§ **EXERCISE DETAILS**
The listing should be printed again without a single change.

++++

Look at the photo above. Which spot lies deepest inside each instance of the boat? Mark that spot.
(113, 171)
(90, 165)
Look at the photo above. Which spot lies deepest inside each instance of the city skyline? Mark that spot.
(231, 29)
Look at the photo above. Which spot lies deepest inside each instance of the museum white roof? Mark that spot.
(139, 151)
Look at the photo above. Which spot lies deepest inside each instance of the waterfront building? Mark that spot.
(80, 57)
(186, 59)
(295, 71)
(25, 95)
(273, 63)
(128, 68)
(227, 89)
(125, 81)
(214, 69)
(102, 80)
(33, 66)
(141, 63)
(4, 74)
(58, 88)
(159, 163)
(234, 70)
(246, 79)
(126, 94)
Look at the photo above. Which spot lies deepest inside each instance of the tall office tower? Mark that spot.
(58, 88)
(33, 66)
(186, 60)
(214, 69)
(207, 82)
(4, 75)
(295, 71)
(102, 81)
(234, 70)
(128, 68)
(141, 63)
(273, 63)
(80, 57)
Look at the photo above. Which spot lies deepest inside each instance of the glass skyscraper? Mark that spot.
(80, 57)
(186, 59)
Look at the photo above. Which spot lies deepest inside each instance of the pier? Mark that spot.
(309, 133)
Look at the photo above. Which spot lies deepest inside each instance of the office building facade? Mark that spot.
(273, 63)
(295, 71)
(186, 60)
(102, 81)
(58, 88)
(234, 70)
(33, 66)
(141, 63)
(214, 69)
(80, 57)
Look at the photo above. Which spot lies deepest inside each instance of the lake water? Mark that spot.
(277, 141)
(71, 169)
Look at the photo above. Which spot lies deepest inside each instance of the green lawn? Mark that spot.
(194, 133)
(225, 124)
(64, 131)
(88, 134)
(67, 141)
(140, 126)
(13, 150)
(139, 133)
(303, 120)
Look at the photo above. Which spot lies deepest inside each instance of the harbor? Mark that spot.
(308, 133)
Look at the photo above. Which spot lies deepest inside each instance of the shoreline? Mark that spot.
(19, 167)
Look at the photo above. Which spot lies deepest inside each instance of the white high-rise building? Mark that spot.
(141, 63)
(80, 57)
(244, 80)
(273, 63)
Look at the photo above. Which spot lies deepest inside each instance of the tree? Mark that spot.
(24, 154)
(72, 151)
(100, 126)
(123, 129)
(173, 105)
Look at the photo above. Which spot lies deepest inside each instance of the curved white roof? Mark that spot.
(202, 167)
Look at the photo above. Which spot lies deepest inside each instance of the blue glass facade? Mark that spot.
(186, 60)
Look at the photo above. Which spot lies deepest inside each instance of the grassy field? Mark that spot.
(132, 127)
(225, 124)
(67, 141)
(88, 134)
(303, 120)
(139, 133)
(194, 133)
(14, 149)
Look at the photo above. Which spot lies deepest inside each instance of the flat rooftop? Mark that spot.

++++

§ **RESULT FOR THIS TASK**
Look at the photo above. Which spot lies deepest inside each instance of the boat? Mark that spot.
(113, 171)
(90, 165)
Look at the photo above. Which spot lies deepest inside each instance of the city skyline? Mark that spot.
(231, 29)
Look at the photo above. Which spot lies deepest inside each instance of the museum white roof? Mark that spot.
(139, 151)
Look at the photo above. Which spot lies deepest inside each instance of the waterfront building? Mark that spot.
(80, 57)
(186, 59)
(295, 71)
(25, 95)
(273, 63)
(128, 68)
(227, 89)
(125, 81)
(214, 69)
(102, 80)
(33, 66)
(141, 63)
(4, 74)
(58, 88)
(159, 163)
(234, 70)
(246, 79)
(126, 94)
Look at the photo above. Which spot lies deepest inside each instance of the tall office tower? Mark that spot.
(58, 88)
(33, 66)
(186, 60)
(214, 69)
(207, 82)
(4, 75)
(295, 71)
(102, 81)
(234, 70)
(128, 68)
(141, 63)
(273, 63)
(80, 57)
Look at the photo above. Which spot lies deepest inside each instance of the glass skyscraper? Mark that spot.
(80, 57)
(186, 59)
Look at the photo above. Which spot lies deepest inside each instance of the pier? Mark that spot.
(309, 133)
Look at the photo above. Which spot lies deepest inside each instance of the office building facade? Mark that spot.
(273, 63)
(295, 71)
(186, 60)
(102, 81)
(58, 88)
(234, 70)
(33, 66)
(141, 63)
(214, 69)
(80, 57)
Look at the photo above. Which spot lies deepest inside each instance of the lake water? Mark that spot.
(277, 141)
(71, 169)
Look at the photo above. Which spot lies deepest inside each instance of the green lawn? Mark that spot.
(194, 133)
(225, 124)
(64, 131)
(88, 134)
(67, 141)
(140, 126)
(13, 150)
(139, 133)
(303, 120)
Look at the photo above. Which spot lies deepest inside each instance of the harbor? Mark that spot.
(308, 133)
Look at the photo above. Which spot lies deepest inside each instance of the shoreline? Mark that spot.
(19, 167)
Look at the photo above. Which spot lies deepest inside each instance of the white high-rise building? Mark that spot.
(141, 63)
(80, 57)
(244, 80)
(273, 63)
Look at the photo above. Which spot lies deepest inside each instance of the tree? Mark that spot.
(24, 154)
(72, 151)
(100, 126)
(123, 129)
(173, 105)
Look at the photo above. Which spot lies deepest inside each instance of the curved white roof? Mark that spot.
(202, 167)
Look at the photo above. Which spot lies deepest inside each instance of the blue glass facade? Mark that spot.
(186, 60)
Look at the photo above. Which spot lies deepest inside each instance of the grassy field? Mark that spot.
(132, 127)
(225, 124)
(67, 141)
(88, 134)
(303, 120)
(139, 133)
(194, 133)
(14, 149)
Look at the photo above. Which spot lies deepest inside each instance of the flat rooftop? Mark that spot.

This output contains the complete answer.